_Tâche donnée_:
Recopiez mot pour mot le passage du texte sur les avocates qui exercent en solo, en commençant par « À Langford en » et en continuant jusqu'à « a deux ans. ».

_Texte source_:
# # # #

La collaboration, clé d’une pratique juridique prospère pour les praticiennes autonomes.

Charlene Cleary, Westshore Law, Victoria

À Langford en Colombie-Britannique, les avocates Charlene Cleary et Sarah Klinger travaillent en solo, mais partagent un élégant bureau d’un troisième étage où règne un esprit de camaraderie. Elles collaborent même de temps à autre de façon informelle.

À plus de 4 500 kilomètres de là, dans le Vieux-Port de Montréal, l’avocate en litige bien établie Angela Markakis travaille aussi en solo, en plus de louer des bureaux à d’autres avocats et avocates, souvent de façon ponctuelle. Elle aussi chérit le réseau de femmes qu’elle s’est constitué depuis qu’elle a quitté un grand cabinet d’avocats pour voler de ses propres ailes il y a deux ans.

Maîtres Cleary, Klinger et Markakis sont des figures emblématiques de cette culture de collaboration, vraisemblablement de plus en plus populaire chez les avocates qui décident de tracer leur propre voie. Elles affirment avoir atteint l’épanouissement professionnel, en partie parce qu’elles ont trouvé des alliées pour les aider à se tailler une place dans un milieu où les grands cabinets retiennent beaucoup plus l’attention que les petits indépendants.

« Plutôt que de travailler en cabinet, certaines avocates lancent leur propre petite pratique dans un véritable esprit de solidarité féminine. Elles se regroupent et partagent des ressources dans un climat de camaraderie sans structure formalisée », explique Me Cleary.

« Je nous appelle les sœurs solo », ajoute Me Klinger. « Notre regroupement est génial. Nous nous entraidons et nous encourageons les unes les autres. »

Même si l’exode des femmes des grands cabinets est bien connu, peu nombreuses sont les études de suivi sur celles qui se donnent une autre chance après leur départ en choisissant de continuer à exercer la profession à leur compte.

Même si la plupart des femmes commencent leur carrière dans les cabinets, les statistiques de 2018 du Barreau de l’Ontario révèlent que la pratique solo est le deuxième type d’emploi le plus occupé par les avocates dans la province, juste après les emplois au gouvernement. Selon un rapport de 2018 de la Fédération des ordres professionnels de juristes du Canada, la pratique solo et les petits cabinets dominent le milieu juridique au pays.

Sarah Klinger, admise au barreau de la Colombie-Britannique en 2001, a travaillé 11 ans dans différents cabinets avant de se lancer à son compte. « Quand j’arrivais à la maison, je me sentais comme une moins que rien si je n’avais pas facturé assez d’heures dans ma journée. »

Elle loue maintenant un bureau à Charlene Cleary, une mère de deux enfants qui s’est lancée à son compte après avoir constaté qu’elle avait besoin de plus de souplesse.

# # # #

_Données sources_:
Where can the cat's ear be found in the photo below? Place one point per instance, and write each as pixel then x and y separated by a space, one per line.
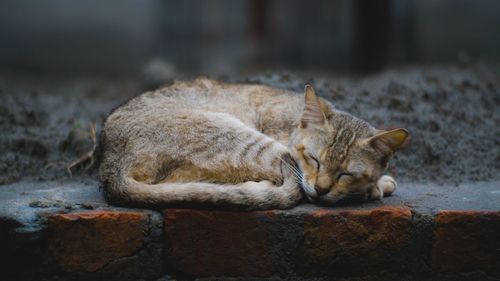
pixel 312 113
pixel 389 141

# # # #

_Réponse rédigée_:
À Langford en Colombie-Britannique, les avocates Charlene Cleary et Sarah Klinger travaillent en solo, mais partagent un élégant bureau d’un troisième étage où règne un esprit de camaraderie. Elles collaborent même de temps à autre de façon informelle.

À plus de 4 500 kilomètres de là, dans le Vieux-Port de Montréal, l’avocate en litige bien établie Angela Markakis travaille aussi en solo, en plus de louer des bureaux à d’autres avocats et avocates, souvent de façon ponctuelle. Elle aussi chérit le réseau de femmes qu’elle s’est constitué depuis qu’elle a quitté un grand cabinet d’avocats pour voler de ses propres ailes il y a deux ans.